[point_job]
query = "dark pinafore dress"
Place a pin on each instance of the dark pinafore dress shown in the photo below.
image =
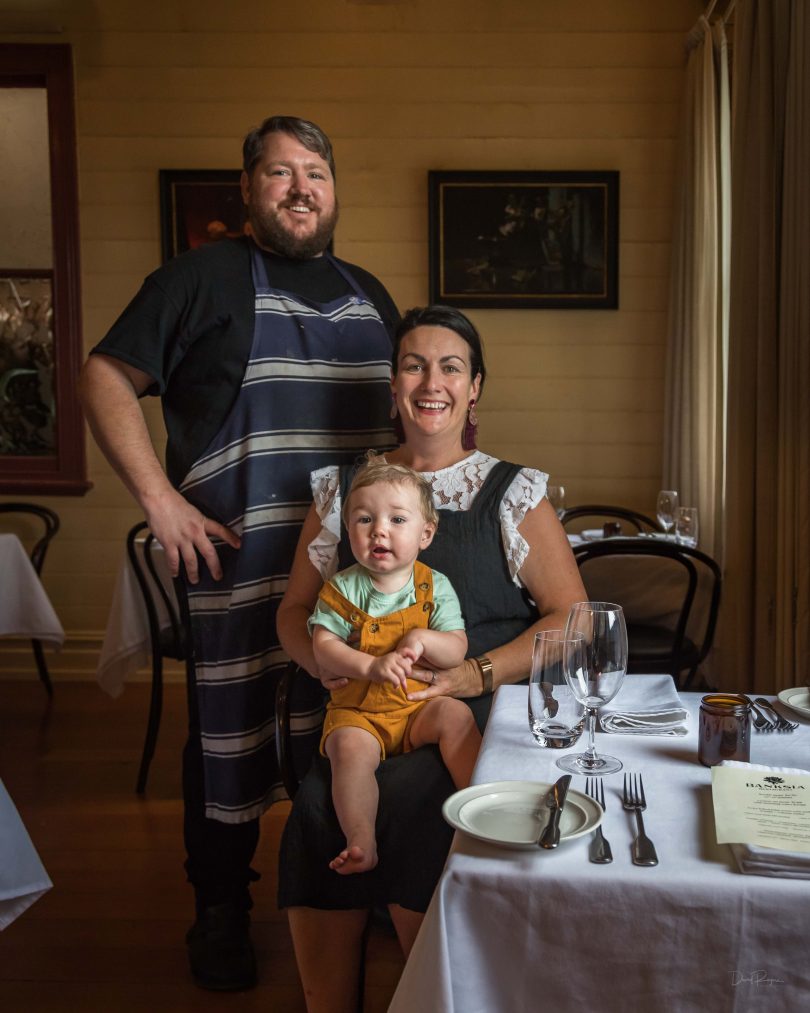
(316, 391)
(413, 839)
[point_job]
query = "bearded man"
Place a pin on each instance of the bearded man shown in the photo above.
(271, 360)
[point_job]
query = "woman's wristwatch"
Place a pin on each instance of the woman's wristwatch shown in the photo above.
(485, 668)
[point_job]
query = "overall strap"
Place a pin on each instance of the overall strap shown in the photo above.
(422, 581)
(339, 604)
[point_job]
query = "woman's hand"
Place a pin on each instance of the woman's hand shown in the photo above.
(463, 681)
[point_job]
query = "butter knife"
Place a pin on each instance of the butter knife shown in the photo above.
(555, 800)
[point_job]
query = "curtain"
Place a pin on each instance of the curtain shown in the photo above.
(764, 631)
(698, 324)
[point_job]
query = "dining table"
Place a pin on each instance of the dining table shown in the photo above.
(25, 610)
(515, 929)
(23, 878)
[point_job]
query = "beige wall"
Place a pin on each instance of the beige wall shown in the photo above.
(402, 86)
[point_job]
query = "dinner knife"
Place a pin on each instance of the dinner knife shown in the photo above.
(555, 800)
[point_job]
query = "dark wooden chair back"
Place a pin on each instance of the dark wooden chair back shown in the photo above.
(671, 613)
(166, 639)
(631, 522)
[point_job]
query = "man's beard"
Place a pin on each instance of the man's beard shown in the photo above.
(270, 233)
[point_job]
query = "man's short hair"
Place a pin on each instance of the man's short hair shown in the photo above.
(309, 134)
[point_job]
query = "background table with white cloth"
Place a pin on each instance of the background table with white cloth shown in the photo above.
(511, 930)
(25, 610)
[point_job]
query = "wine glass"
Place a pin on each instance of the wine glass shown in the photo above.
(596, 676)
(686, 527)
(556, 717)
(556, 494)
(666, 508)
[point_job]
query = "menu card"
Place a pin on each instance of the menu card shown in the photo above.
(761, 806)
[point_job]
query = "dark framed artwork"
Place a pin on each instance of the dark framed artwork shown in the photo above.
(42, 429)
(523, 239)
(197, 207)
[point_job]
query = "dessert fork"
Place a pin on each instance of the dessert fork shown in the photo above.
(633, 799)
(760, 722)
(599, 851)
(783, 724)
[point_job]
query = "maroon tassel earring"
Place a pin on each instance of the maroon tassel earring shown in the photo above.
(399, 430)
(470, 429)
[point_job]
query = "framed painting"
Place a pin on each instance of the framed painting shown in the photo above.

**********

- **What is being asked**
Quote the entries in full. Any image among them is to be omitted from the copy.

- **Solution to this task**
[point_job]
query = "dark pinafore dress"
Place a pin on each instance of the dark pinafore dress shown in the photo below.
image =
(316, 391)
(413, 839)
[point_job]
query = "bearded man"
Place a pin on each instance of the bearded man shown in the photo above.
(271, 360)
[point_job]
query = "woman's wristwatch"
Place a pin on each instance of the woman's wristwatch shown in the photo above.
(485, 668)
[point_job]
query = "overall strap"
Place a pin on each instance of the overall strap shown in the photo above.
(422, 581)
(339, 604)
[point_job]
query = "woman's hand"
Place a pin on each instance of the woman's hand shown in the photo above.
(463, 681)
[point_job]
query = "butter knife"
Place a pin on each instance of the butter knife shown in the photo above.
(555, 800)
[point_job]
query = "curtain"
Place a pin on each instance of the curtain shown in the photo above.
(764, 631)
(698, 324)
[point_job]
query = "dining table"
Place a pin on each instance of the dining table shown in the photo above.
(25, 610)
(515, 929)
(23, 878)
[point_job]
query = "beige wall"
Place a pin on each instance of the beige wall shown in the photo above.
(402, 86)
[point_job]
query = "dinner knife"
Place a pin on each instance of the dinner knife shown in the photo above.
(555, 800)
[point_job]
query = "dark wooden chair back"
Place a pin on each instance of the dark wooden chair back shown in the photo above.
(671, 613)
(166, 639)
(631, 522)
[point_job]
query = "man's beard"
Place a pin on each instance of the man's beard shown in the photo above.
(270, 233)
[point_job]
query = "man's short hair"
Place a pin on each instance of the man's short hair shown in the photo above.
(309, 134)
[point_job]
query = "background table with white cloth"
Place a pin on each instance of the background table with white cloth shown in the photo above.
(511, 930)
(25, 610)
[point_job]
query = "wine glass"
Place a pin on each instance of the wine glass shown in the photo above.
(596, 676)
(686, 527)
(556, 717)
(556, 494)
(666, 508)
[point_job]
query = "menu card"
Place a pin on each instance of the menu card shown in the photo above.
(761, 806)
[point_job]
query = "dark framed artwork"
Place a pin on each instance of the dark framed artwork shown in the photo above.
(42, 429)
(523, 239)
(197, 207)
[point_job]
query = "dessert fork"
Place a pin on each instance of the dessert fork shown in the photo above.
(633, 799)
(760, 722)
(599, 851)
(783, 724)
[point_job]
query = "maroon tassel earring"
Place a pin on each instance of the maroon tassel earring shown in the photo above.
(399, 430)
(470, 429)
[point_job]
query = "framed painting"
Place a pin on each instance of the framed painting shown in the photo above.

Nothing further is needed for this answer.